Task details: Which of the lines in the data mention the string "covered"? List them all.

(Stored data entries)
****

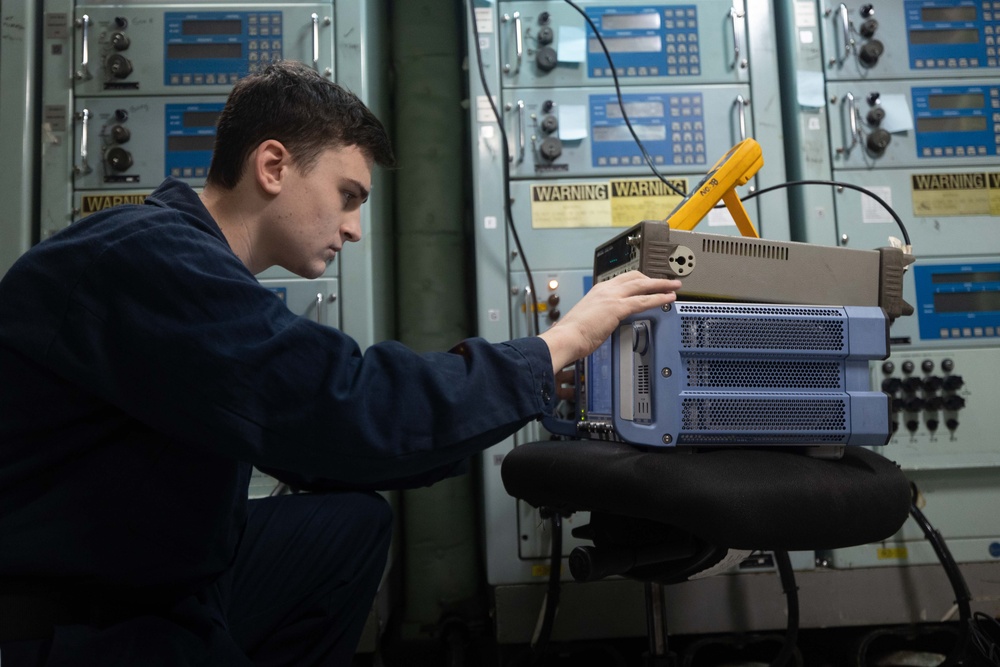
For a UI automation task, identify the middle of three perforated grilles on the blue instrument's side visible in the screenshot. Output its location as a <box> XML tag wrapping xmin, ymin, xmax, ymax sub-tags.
<box><xmin>686</xmin><ymin>359</ymin><xmax>842</xmax><ymax>389</ymax></box>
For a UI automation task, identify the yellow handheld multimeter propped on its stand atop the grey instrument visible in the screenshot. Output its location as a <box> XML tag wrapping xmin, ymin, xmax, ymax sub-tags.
<box><xmin>665</xmin><ymin>139</ymin><xmax>764</xmax><ymax>238</ymax></box>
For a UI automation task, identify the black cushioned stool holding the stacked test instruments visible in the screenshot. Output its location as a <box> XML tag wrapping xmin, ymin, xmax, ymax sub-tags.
<box><xmin>501</xmin><ymin>440</ymin><xmax>910</xmax><ymax>664</ymax></box>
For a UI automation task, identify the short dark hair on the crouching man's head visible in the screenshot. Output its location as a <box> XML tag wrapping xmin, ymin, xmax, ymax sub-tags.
<box><xmin>207</xmin><ymin>60</ymin><xmax>395</xmax><ymax>190</ymax></box>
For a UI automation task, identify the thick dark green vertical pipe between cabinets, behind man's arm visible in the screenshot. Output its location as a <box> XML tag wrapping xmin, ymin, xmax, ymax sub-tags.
<box><xmin>392</xmin><ymin>0</ymin><xmax>479</xmax><ymax>633</ymax></box>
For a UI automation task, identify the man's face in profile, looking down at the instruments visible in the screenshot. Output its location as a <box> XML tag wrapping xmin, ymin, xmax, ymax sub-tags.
<box><xmin>267</xmin><ymin>146</ymin><xmax>372</xmax><ymax>278</ymax></box>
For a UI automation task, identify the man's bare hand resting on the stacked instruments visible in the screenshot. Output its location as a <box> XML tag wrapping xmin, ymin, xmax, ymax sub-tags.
<box><xmin>539</xmin><ymin>271</ymin><xmax>681</xmax><ymax>373</ymax></box>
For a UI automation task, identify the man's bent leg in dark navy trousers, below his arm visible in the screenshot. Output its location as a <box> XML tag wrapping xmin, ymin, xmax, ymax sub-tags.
<box><xmin>220</xmin><ymin>493</ymin><xmax>392</xmax><ymax>667</ymax></box>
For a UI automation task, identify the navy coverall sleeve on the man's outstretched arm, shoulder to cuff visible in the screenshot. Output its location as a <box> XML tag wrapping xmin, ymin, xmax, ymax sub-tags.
<box><xmin>48</xmin><ymin>224</ymin><xmax>555</xmax><ymax>485</ymax></box>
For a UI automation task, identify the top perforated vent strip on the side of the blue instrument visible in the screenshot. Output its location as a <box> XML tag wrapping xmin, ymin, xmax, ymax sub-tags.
<box><xmin>681</xmin><ymin>317</ymin><xmax>845</xmax><ymax>350</ymax></box>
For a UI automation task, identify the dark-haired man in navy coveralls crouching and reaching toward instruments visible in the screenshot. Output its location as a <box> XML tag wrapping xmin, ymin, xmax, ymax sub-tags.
<box><xmin>0</xmin><ymin>63</ymin><xmax>680</xmax><ymax>667</ymax></box>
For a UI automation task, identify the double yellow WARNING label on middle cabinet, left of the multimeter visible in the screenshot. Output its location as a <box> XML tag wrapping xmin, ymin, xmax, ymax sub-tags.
<box><xmin>531</xmin><ymin>178</ymin><xmax>688</xmax><ymax>229</ymax></box>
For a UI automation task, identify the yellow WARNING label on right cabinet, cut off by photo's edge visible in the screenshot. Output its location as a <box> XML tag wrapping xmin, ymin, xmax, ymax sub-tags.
<box><xmin>910</xmin><ymin>172</ymin><xmax>1000</xmax><ymax>217</ymax></box>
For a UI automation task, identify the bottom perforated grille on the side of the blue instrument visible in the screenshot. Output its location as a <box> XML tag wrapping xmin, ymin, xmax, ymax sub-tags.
<box><xmin>681</xmin><ymin>397</ymin><xmax>847</xmax><ymax>433</ymax></box>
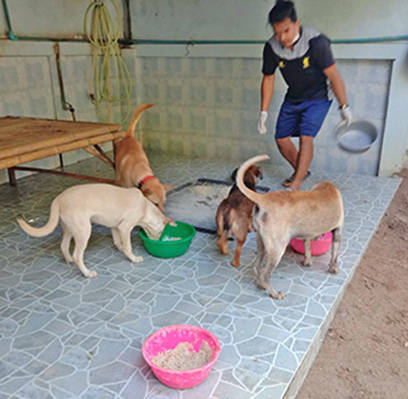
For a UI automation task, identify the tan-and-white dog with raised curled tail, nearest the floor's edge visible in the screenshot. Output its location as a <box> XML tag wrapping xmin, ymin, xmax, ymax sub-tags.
<box><xmin>237</xmin><ymin>155</ymin><xmax>344</xmax><ymax>299</ymax></box>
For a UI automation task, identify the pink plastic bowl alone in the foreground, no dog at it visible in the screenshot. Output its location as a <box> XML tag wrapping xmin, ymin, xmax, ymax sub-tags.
<box><xmin>142</xmin><ymin>324</ymin><xmax>221</xmax><ymax>389</ymax></box>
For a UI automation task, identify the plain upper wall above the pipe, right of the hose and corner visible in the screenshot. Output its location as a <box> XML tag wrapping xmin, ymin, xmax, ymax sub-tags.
<box><xmin>131</xmin><ymin>0</ymin><xmax>408</xmax><ymax>40</ymax></box>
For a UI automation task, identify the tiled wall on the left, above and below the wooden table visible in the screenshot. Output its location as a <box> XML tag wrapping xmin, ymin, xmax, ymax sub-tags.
<box><xmin>0</xmin><ymin>56</ymin><xmax>121</xmax><ymax>183</ymax></box>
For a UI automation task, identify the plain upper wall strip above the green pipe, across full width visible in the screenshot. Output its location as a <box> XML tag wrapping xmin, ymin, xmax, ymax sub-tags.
<box><xmin>0</xmin><ymin>0</ymin><xmax>408</xmax><ymax>40</ymax></box>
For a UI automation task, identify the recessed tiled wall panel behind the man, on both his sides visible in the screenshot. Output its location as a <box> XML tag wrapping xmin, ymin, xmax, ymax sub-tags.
<box><xmin>133</xmin><ymin>57</ymin><xmax>391</xmax><ymax>175</ymax></box>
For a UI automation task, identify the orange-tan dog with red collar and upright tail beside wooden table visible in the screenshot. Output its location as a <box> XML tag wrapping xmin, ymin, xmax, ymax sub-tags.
<box><xmin>115</xmin><ymin>104</ymin><xmax>172</xmax><ymax>212</ymax></box>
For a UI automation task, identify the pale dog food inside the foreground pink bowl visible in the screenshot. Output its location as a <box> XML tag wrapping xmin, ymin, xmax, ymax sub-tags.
<box><xmin>152</xmin><ymin>341</ymin><xmax>213</xmax><ymax>370</ymax></box>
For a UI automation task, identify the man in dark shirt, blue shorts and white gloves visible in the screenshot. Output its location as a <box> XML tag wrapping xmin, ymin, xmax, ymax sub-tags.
<box><xmin>258</xmin><ymin>0</ymin><xmax>352</xmax><ymax>190</ymax></box>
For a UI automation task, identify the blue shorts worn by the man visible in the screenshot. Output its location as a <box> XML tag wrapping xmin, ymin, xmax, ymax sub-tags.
<box><xmin>275</xmin><ymin>100</ymin><xmax>332</xmax><ymax>139</ymax></box>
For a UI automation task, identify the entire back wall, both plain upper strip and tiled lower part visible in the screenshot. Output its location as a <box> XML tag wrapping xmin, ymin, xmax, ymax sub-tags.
<box><xmin>0</xmin><ymin>0</ymin><xmax>408</xmax><ymax>181</ymax></box>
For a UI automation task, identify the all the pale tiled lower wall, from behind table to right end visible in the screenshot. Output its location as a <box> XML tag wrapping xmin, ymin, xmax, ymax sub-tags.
<box><xmin>0</xmin><ymin>50</ymin><xmax>391</xmax><ymax>180</ymax></box>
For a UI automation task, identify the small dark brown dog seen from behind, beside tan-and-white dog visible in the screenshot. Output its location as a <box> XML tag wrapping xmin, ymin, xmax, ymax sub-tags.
<box><xmin>215</xmin><ymin>165</ymin><xmax>262</xmax><ymax>266</ymax></box>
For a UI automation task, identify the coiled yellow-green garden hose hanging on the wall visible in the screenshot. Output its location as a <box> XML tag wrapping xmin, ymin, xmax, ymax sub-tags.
<box><xmin>84</xmin><ymin>0</ymin><xmax>132</xmax><ymax>123</ymax></box>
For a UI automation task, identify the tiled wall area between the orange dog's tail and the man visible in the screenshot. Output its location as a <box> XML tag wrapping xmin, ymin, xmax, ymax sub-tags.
<box><xmin>131</xmin><ymin>57</ymin><xmax>280</xmax><ymax>160</ymax></box>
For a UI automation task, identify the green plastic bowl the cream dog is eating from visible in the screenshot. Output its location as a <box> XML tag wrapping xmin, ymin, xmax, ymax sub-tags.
<box><xmin>139</xmin><ymin>221</ymin><xmax>196</xmax><ymax>258</ymax></box>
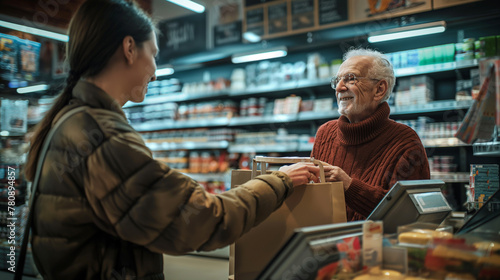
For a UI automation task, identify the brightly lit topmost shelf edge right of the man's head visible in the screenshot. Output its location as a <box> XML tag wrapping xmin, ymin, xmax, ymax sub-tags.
<box><xmin>394</xmin><ymin>59</ymin><xmax>478</xmax><ymax>77</ymax></box>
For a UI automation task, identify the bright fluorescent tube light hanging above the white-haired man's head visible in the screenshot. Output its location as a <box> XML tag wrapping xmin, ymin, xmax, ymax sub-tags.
<box><xmin>368</xmin><ymin>21</ymin><xmax>446</xmax><ymax>43</ymax></box>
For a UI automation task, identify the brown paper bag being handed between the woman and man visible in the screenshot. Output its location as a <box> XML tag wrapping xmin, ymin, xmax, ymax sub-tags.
<box><xmin>229</xmin><ymin>157</ymin><xmax>346</xmax><ymax>280</ymax></box>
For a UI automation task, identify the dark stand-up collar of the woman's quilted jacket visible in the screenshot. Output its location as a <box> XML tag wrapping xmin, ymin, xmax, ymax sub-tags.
<box><xmin>73</xmin><ymin>80</ymin><xmax>126</xmax><ymax>118</ymax></box>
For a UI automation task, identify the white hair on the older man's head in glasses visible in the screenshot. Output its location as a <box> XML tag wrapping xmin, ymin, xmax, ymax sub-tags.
<box><xmin>344</xmin><ymin>48</ymin><xmax>396</xmax><ymax>102</ymax></box>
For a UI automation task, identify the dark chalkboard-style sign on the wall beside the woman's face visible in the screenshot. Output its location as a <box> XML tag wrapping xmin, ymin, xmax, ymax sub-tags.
<box><xmin>158</xmin><ymin>13</ymin><xmax>207</xmax><ymax>63</ymax></box>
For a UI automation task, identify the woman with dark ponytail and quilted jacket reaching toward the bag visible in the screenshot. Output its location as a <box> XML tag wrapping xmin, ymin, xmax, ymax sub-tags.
<box><xmin>26</xmin><ymin>0</ymin><xmax>319</xmax><ymax>279</ymax></box>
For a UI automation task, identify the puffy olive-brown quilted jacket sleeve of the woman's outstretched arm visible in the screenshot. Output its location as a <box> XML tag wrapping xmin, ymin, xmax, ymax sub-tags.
<box><xmin>84</xmin><ymin>110</ymin><xmax>292</xmax><ymax>254</ymax></box>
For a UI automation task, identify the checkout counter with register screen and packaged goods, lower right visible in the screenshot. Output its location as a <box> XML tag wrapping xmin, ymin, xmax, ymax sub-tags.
<box><xmin>230</xmin><ymin>180</ymin><xmax>500</xmax><ymax>280</ymax></box>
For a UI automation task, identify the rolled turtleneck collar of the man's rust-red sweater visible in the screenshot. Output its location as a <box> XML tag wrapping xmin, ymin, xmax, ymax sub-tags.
<box><xmin>338</xmin><ymin>102</ymin><xmax>391</xmax><ymax>145</ymax></box>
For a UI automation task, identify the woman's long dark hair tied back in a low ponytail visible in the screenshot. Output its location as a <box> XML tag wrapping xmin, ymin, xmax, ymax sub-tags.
<box><xmin>25</xmin><ymin>0</ymin><xmax>154</xmax><ymax>181</ymax></box>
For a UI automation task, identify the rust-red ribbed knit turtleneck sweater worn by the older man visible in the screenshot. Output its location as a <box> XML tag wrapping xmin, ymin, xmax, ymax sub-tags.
<box><xmin>311</xmin><ymin>102</ymin><xmax>430</xmax><ymax>221</ymax></box>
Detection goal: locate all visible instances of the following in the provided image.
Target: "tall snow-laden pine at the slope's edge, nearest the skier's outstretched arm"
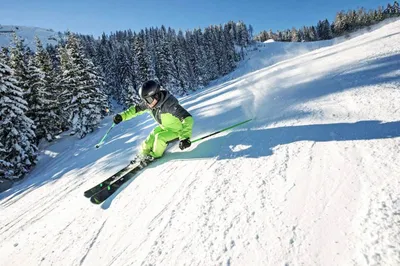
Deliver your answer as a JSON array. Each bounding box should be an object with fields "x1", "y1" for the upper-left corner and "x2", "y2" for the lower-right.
[{"x1": 61, "y1": 33, "x2": 107, "y2": 138}]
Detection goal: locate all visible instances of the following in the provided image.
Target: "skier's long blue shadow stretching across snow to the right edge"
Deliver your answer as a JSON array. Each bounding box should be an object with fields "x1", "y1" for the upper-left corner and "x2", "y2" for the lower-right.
[{"x1": 101, "y1": 120, "x2": 400, "y2": 209}]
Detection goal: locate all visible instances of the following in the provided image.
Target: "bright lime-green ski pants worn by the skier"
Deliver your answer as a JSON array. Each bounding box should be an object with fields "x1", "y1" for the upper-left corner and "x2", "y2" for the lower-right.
[{"x1": 142, "y1": 126, "x2": 179, "y2": 158}]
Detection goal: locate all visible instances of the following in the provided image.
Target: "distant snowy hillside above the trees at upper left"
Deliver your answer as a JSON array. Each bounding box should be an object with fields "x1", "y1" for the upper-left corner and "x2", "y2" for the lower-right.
[{"x1": 0, "y1": 25, "x2": 60, "y2": 50}]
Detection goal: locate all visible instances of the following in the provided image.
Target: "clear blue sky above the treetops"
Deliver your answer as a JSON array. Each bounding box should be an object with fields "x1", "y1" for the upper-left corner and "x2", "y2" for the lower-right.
[{"x1": 0, "y1": 0, "x2": 394, "y2": 36}]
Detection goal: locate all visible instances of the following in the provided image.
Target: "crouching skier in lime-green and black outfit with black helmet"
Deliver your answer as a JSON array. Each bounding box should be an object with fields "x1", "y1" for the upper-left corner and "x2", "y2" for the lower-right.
[{"x1": 114, "y1": 80, "x2": 194, "y2": 164}]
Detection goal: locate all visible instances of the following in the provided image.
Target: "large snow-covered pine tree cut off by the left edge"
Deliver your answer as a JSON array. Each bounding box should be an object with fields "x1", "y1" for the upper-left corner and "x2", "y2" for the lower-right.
[{"x1": 0, "y1": 59, "x2": 37, "y2": 179}]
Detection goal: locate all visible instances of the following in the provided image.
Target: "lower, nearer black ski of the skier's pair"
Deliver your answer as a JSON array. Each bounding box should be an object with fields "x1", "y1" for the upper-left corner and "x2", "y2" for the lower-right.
[{"x1": 90, "y1": 164, "x2": 151, "y2": 204}]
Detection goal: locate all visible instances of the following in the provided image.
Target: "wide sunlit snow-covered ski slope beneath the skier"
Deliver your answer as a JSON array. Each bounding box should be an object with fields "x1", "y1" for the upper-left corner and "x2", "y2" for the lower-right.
[{"x1": 0, "y1": 21, "x2": 400, "y2": 265}]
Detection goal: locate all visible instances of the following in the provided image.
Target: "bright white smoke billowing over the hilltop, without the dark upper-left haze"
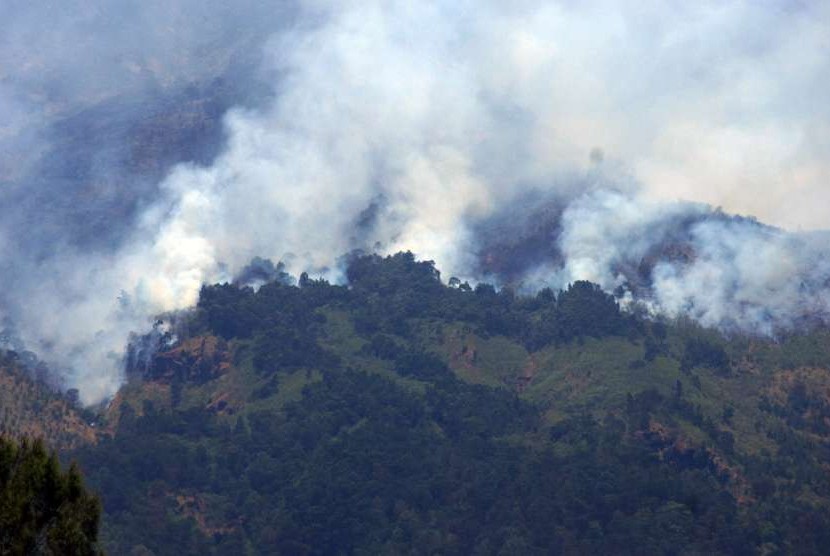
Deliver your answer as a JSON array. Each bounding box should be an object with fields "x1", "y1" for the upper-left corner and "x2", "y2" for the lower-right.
[{"x1": 0, "y1": 0, "x2": 830, "y2": 402}]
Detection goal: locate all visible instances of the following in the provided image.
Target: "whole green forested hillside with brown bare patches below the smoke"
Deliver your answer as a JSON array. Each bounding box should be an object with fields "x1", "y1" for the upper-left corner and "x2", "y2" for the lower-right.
[{"x1": 61, "y1": 253, "x2": 830, "y2": 555}]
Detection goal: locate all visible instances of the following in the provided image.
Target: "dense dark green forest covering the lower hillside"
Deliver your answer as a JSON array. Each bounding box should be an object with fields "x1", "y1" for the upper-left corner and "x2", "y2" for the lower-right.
[{"x1": 82, "y1": 370, "x2": 750, "y2": 554}]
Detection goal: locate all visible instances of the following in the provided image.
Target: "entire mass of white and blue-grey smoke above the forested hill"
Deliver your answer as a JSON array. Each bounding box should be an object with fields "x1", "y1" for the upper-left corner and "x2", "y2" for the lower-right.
[{"x1": 0, "y1": 0, "x2": 830, "y2": 402}]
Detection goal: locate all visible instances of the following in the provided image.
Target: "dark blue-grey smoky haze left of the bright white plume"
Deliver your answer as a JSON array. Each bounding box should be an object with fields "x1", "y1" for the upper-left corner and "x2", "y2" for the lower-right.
[{"x1": 0, "y1": 0, "x2": 292, "y2": 251}]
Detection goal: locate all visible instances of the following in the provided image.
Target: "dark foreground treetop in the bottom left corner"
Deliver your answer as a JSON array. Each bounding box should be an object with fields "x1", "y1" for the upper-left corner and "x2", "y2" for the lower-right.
[{"x1": 0, "y1": 438, "x2": 100, "y2": 555}]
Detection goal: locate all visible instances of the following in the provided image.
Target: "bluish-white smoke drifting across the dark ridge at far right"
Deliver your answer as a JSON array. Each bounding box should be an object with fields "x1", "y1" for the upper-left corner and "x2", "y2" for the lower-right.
[{"x1": 490, "y1": 189, "x2": 830, "y2": 336}]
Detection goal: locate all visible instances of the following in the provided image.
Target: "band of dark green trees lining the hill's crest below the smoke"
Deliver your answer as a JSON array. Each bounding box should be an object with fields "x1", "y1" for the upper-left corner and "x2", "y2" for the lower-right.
[{"x1": 198, "y1": 252, "x2": 644, "y2": 362}]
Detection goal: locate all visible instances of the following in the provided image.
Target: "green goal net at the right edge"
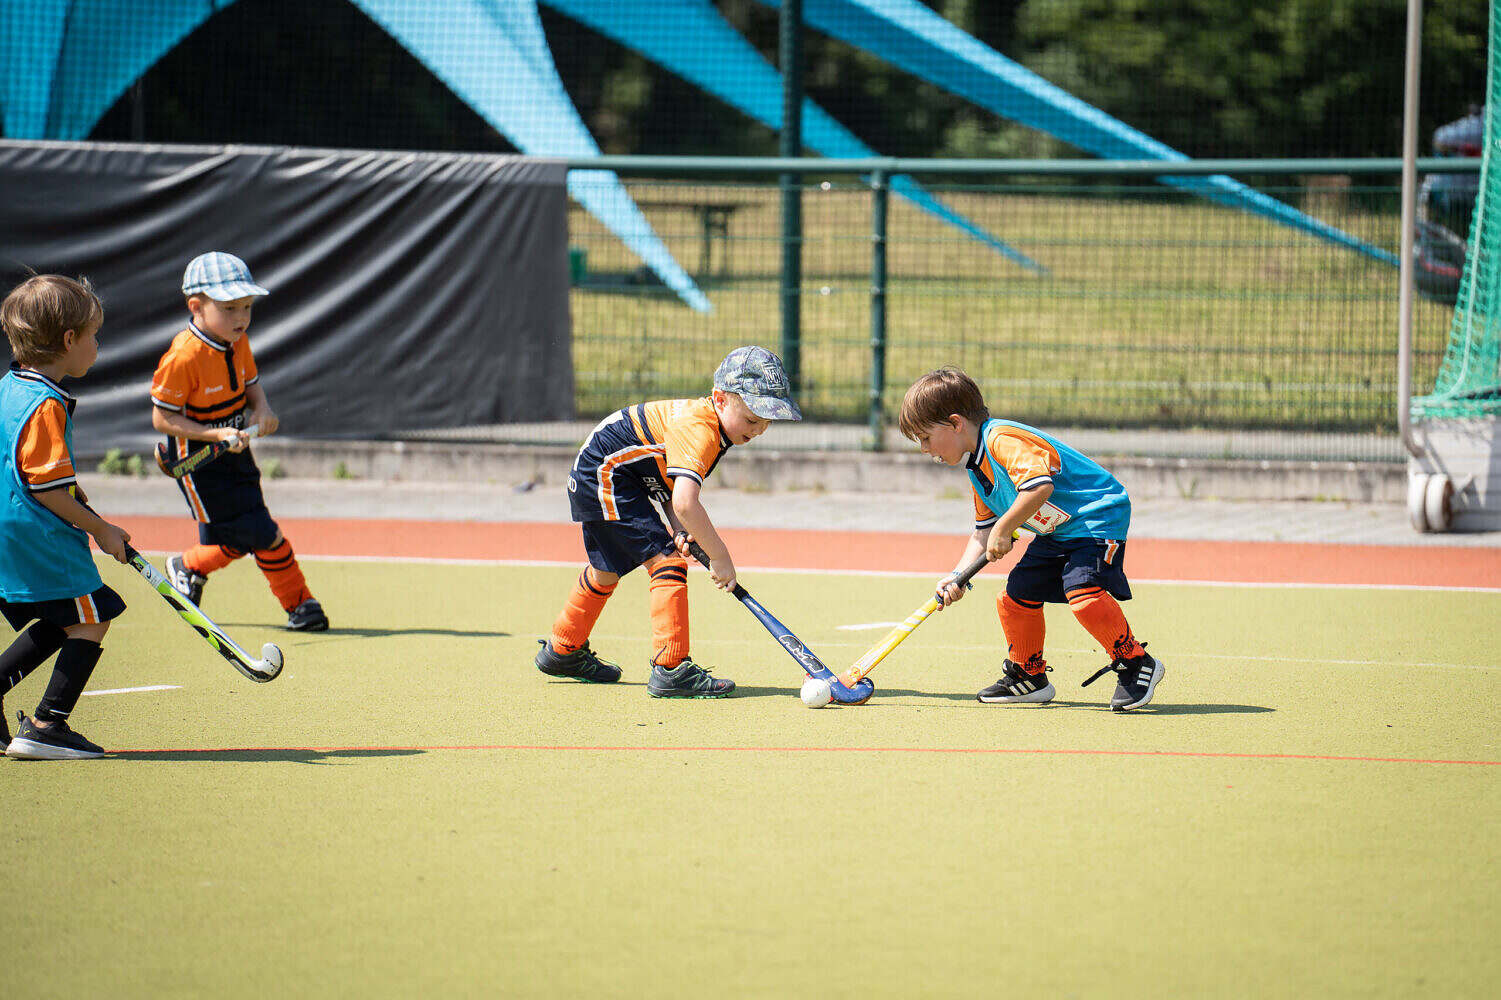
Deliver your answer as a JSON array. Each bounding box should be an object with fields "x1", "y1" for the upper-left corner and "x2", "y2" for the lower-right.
[{"x1": 1412, "y1": 4, "x2": 1501, "y2": 419}]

****

Solution below:
Target: "large snow-covered pine tree cut off by the left edge"
Target: "wide sunlit snow-covered ski slope beneath the skier"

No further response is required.